[What is needed] Please pick out every line in the records below that contains the word "blue", and copy each one. Match the case exactly.

[Data for this task]
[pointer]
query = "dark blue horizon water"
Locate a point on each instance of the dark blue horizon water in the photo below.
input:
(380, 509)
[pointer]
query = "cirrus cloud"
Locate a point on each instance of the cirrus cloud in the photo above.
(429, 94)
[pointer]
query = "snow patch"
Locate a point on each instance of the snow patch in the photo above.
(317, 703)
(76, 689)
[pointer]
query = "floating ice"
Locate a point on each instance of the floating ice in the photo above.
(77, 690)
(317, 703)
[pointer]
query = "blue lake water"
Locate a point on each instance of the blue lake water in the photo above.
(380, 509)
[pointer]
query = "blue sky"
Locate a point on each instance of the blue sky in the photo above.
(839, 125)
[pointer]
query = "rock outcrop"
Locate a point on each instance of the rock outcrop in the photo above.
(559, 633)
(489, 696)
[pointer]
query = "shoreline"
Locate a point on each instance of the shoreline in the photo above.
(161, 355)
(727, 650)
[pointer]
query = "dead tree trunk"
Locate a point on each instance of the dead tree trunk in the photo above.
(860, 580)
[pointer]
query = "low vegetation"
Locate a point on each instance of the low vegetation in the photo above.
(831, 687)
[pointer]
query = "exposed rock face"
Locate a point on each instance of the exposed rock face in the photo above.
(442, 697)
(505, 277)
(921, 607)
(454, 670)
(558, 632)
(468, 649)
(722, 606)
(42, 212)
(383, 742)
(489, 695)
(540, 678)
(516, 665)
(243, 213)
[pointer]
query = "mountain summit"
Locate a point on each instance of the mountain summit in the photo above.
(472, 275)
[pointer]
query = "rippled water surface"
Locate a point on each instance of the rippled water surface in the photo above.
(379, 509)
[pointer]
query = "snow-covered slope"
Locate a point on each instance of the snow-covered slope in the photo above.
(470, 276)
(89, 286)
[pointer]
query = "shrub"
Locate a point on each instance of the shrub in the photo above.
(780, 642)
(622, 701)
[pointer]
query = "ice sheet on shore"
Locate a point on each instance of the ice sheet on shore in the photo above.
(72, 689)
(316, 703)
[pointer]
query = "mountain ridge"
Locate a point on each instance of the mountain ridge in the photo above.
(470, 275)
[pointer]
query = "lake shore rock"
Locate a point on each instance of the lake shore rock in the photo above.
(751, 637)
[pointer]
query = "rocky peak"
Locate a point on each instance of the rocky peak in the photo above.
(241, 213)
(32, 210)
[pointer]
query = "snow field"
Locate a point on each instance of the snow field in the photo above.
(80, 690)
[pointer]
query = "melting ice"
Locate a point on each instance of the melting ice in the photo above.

[Result for this exercise]
query = "dark blue horizon water"
Locate a point on each instance of the dark blue horizon water in the photo below.
query = "blue lake water"
Locate a point on each instance of the blue lake water in the photo above.
query = "blue sky"
Locate a point on each instance of the blue sky in the photo above.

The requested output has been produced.